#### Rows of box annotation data
_ _ _ _

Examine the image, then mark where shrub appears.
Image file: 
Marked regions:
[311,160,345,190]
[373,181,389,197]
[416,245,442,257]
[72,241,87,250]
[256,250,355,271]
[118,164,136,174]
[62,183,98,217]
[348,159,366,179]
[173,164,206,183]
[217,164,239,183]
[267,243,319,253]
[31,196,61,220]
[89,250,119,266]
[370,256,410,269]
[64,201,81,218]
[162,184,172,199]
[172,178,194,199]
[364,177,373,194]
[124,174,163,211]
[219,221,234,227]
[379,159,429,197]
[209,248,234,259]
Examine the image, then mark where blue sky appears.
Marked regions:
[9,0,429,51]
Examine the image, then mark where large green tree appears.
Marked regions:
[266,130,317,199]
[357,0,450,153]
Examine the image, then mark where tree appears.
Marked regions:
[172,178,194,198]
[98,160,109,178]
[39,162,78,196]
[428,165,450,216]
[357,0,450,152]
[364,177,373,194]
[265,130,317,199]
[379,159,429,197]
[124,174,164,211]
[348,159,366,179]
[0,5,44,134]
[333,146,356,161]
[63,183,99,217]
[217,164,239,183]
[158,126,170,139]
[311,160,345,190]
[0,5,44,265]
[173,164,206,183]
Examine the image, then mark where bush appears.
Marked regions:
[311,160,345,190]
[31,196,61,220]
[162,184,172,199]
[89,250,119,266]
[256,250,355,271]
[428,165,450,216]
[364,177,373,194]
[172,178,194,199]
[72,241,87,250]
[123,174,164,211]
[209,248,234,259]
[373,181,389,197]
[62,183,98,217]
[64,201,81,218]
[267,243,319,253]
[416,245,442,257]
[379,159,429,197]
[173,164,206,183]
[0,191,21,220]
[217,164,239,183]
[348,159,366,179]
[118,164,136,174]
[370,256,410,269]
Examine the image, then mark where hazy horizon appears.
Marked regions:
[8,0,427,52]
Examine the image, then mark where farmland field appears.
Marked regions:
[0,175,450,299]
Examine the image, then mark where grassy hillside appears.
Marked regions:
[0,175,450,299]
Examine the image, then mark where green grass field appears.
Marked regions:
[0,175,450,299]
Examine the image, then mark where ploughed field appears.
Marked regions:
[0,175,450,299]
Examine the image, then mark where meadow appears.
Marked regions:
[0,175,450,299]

_ _ _ _

#### Direction
Could you update the entries above by swapping each "Marked regions" for "Bounding boxes" and leaving everything else unchanged?

#### Output of the exercise
Examine the image, then mark where shrub appears.
Image file: 
Bounding boxes:
[311,160,345,190]
[373,181,389,197]
[416,245,442,257]
[72,241,87,250]
[256,250,355,271]
[118,164,136,174]
[62,183,98,217]
[348,159,366,179]
[173,164,206,183]
[217,164,239,183]
[267,243,319,253]
[31,196,61,220]
[89,250,119,266]
[370,256,410,269]
[64,201,81,218]
[162,184,172,199]
[172,178,194,199]
[364,177,373,194]
[124,174,163,211]
[219,221,234,227]
[379,159,429,197]
[209,248,234,259]
Examine the image, then mark where blue sky appears.
Bounding boxes:
[9,0,429,51]
Examine the image, then mark where large green tree appears.
Bounding boxes:
[266,130,317,199]
[357,0,450,153]
Examine the image, then mark where tree appears.
Bounding boxes:
[172,178,194,198]
[98,160,109,178]
[39,162,78,196]
[428,165,450,216]
[357,0,450,152]
[364,177,373,194]
[265,130,317,199]
[379,159,429,197]
[124,174,164,211]
[348,159,366,179]
[0,5,44,134]
[333,146,356,161]
[63,183,99,217]
[217,164,239,183]
[158,126,170,139]
[311,160,345,190]
[0,5,44,265]
[173,164,206,183]
Examine the image, then mark where bush appears.
Bounding boxes:
[311,160,345,190]
[31,196,61,220]
[162,184,172,199]
[89,250,119,266]
[256,250,355,271]
[428,165,450,216]
[364,177,373,194]
[172,178,194,199]
[72,241,87,250]
[123,174,164,211]
[209,248,234,259]
[373,181,389,197]
[62,183,98,217]
[64,201,81,218]
[267,243,319,253]
[416,245,442,257]
[379,159,429,197]
[173,164,206,183]
[0,191,21,220]
[217,164,239,183]
[348,159,366,179]
[118,164,136,174]
[370,256,410,269]
Examine the image, then mark where hazy horizon appears.
Bounding boxes:
[8,0,427,52]
Examine the image, then mark where farmland field appears.
Bounding boxes:
[0,175,450,299]
Examine the image, then mark where grassy hillside appears.
Bounding boxes:
[0,175,450,299]
Examine the image, then mark where green grass field appears.
Bounding boxes:
[0,175,450,299]
Examine the image, then mark where ploughed field appears.
Bounding boxes:
[0,175,450,299]
Examine the image, then mark where meadow appears.
Bounding boxes:
[0,175,450,299]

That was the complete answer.